======== Data supplied ========

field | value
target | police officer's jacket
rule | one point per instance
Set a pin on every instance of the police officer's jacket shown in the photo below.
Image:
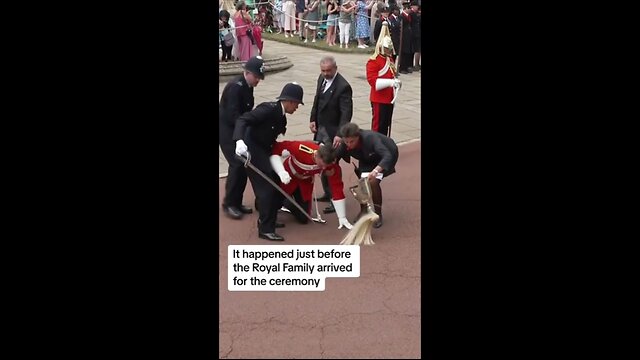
(264, 123)
(373, 149)
(237, 99)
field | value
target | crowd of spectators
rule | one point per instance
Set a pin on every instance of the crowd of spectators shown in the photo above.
(346, 22)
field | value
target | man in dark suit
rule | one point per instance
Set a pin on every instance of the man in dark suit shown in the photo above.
(255, 134)
(237, 99)
(332, 108)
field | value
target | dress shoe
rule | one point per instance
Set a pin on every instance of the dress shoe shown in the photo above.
(246, 209)
(278, 225)
(271, 236)
(232, 212)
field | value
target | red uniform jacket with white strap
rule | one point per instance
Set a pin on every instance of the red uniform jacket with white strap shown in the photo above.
(302, 168)
(380, 68)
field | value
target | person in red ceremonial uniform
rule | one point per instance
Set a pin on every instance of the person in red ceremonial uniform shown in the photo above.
(297, 163)
(381, 75)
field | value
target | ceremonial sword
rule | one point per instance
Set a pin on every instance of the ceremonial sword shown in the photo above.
(247, 163)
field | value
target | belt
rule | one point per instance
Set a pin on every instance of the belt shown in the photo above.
(295, 173)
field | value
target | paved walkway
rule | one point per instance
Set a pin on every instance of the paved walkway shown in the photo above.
(374, 316)
(306, 68)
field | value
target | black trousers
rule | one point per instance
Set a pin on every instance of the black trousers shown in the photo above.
(237, 174)
(268, 197)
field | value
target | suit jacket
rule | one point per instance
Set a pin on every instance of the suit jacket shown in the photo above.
(374, 149)
(332, 109)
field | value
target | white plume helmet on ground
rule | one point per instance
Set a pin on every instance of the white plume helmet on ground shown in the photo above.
(361, 231)
(384, 40)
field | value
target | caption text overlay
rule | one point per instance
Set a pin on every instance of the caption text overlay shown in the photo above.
(289, 267)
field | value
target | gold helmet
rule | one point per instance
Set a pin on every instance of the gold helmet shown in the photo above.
(384, 41)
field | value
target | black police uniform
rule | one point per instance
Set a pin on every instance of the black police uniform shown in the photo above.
(259, 130)
(237, 99)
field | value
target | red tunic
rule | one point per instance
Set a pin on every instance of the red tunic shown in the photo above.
(302, 168)
(382, 67)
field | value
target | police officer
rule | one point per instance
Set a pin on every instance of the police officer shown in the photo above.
(237, 99)
(255, 134)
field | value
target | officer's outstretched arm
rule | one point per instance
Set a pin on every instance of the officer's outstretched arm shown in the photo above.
(278, 167)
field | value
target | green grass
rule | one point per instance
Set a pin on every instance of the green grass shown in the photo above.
(319, 44)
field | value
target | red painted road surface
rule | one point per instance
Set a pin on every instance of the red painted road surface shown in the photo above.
(376, 315)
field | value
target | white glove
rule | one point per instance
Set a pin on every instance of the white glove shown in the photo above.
(278, 167)
(385, 83)
(241, 148)
(341, 212)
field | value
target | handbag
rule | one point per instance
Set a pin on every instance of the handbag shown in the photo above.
(228, 39)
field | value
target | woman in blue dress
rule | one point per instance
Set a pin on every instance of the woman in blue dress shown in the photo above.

========

▶ **Exercise goal**: Report every line in the rows above that contains the word "road", copying each one in full.

▶ **Output for this exercise**:
target | red painted road surface
Set a pin on every instance of the red painted road surface shown in the photo above.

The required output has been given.